-- START OF Extract --
Samsung has previously promised 3 years of software updates, but it’s changing that now and the Galaxy S22 will benefit from 4 years of major OS updates and 5 years of security updates. This means that the S22 should be getting Android versions 13, 14, 15, and 16 some time in the future, which is great! No other Android phone maker goes to such lengths and even Google only promises 3 years of OS updates.

Plus, Samsung was quite quick to push out Android updates to its old phones this season. Sure, there was a couple months’ wait time, but — in the grand scheme of themes — Samsung acted with impressive speed, giving us hope for the future of the Galaxy phones. Remember the meme “Hey, Android 10 is out, this means I am finally getting Android 9 on my phone!”? It seems this punchline is now dead, and that’s a good thing.

Galaxy S22 Camera

Finally, a real zoom lens 

Apart from the usual main and ultra-wide cameras, Samsung pulled a weird trick with the S20 and S21. Those phones did not have a “true” telephoto lens, but instead used a 64MP sensor that barely had any zoom (1.1X) and just cropped in to achieve an advertized 3X zoom level. This changes in the Galaxy S22, the first in a while to get a “true” 3X zoom lens. 

Take a look at the camera specs of the S22 below, if you like to nerd out over camera sensor sizes and megapixels.

To save you the number crunching and comparison, let’s just say that for the most part the camera hardware on the S22 is remarkably similar to the S21, with a slightly larger main sensor being the other notable change.

Paradoxically, the improvement of the actual camera performance is… not so clear-cut. If we put the S22 photos next to S21 photos, they look slightly colder, a bit too oversharpened and… in general not necessarily better?

But the S22 camera can stand on its own two feet quite well. We took it out for a longer stroll and took a bunch more samples, which honestly we can’t complain too much about. Dynamics are awesome, colors look good… sharpness is a bit too much, let’s be honest. But otherwise, solid photos — just look at this:

There is a lot of hype around the new Samsung Expert RAW 16-bit capture that should provide enthusiasts and professionals with more creative potential. Essentially, if you are feeling up for it, you can take and export RAW photos straight from the phone and enhance them with your Adobe Lightroom superskills.

On the video side, Samsung officially teases “breaking the rules of light”, basically saying that we should expect better low light photos and videos. And yeah, Night Mode for photos is great on these phones — as great as it was before. To tell you the truth — sometimes it’s a bit too good, making things look a bit too bright for a night shot. Thankfully, turning it off is just a tap away, and the camera is still capable of taking very clear, bright, colorful pictures even with Night Mode off.
-- END OF Extract --
-- START OF Raw data --
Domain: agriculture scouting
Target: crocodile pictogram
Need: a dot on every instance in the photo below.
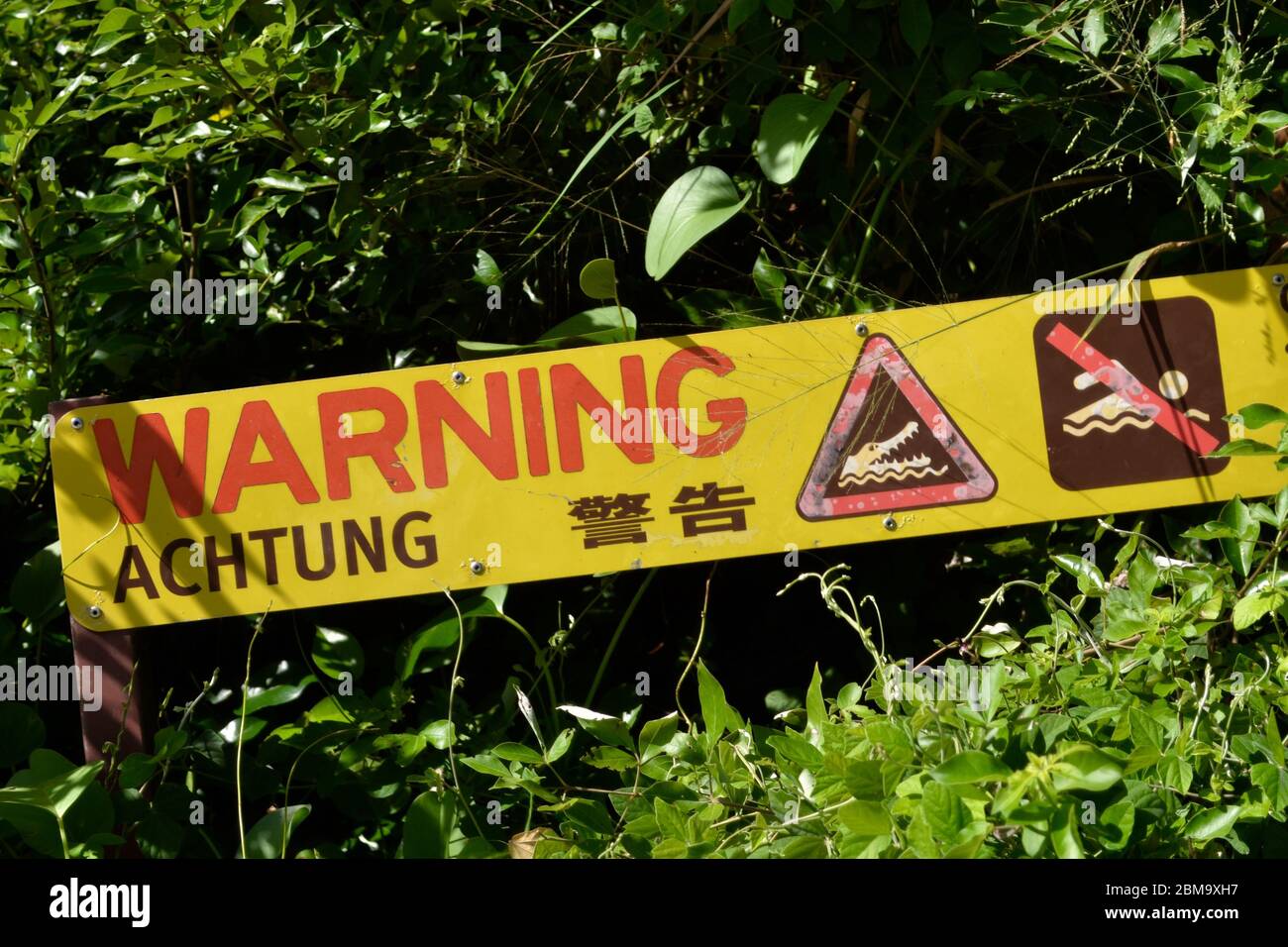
-- END OF Raw data --
§ Your tasks
1) According to the Galaxy S22 review, for how many years will the S22 receive security updates?
2) Using the Galaxy S22 review, explain why the S20 and S21 are described as lacking a "true" telephoto lens.
3) From the Galaxy S22 review, return the passage that begins at the words "Galaxy S22 Camera" and stops after "3X zoom lens.".

§ Solutions
1) Five years.

2) Instead of a real telephoto lens, those phones used a 64MP sensor that barely zoomed (1.1X) and cropped the image to reach the advertised 3X zoom level.

3)
Galaxy S22 Camera

Finally, a real zoom lens 

Apart from the usual main and ultra-wide cameras, Samsung pulled a weird trick with the S20 and S21. Those phones did not have a “true” telephoto lens, but instead used a 64MP sensor that barely had any zoom (1.1X) and just cropped in to achieve an advertized 3X zoom level. This changes in the Galaxy S22, the first in a while to get a “true” 3X zoom lens.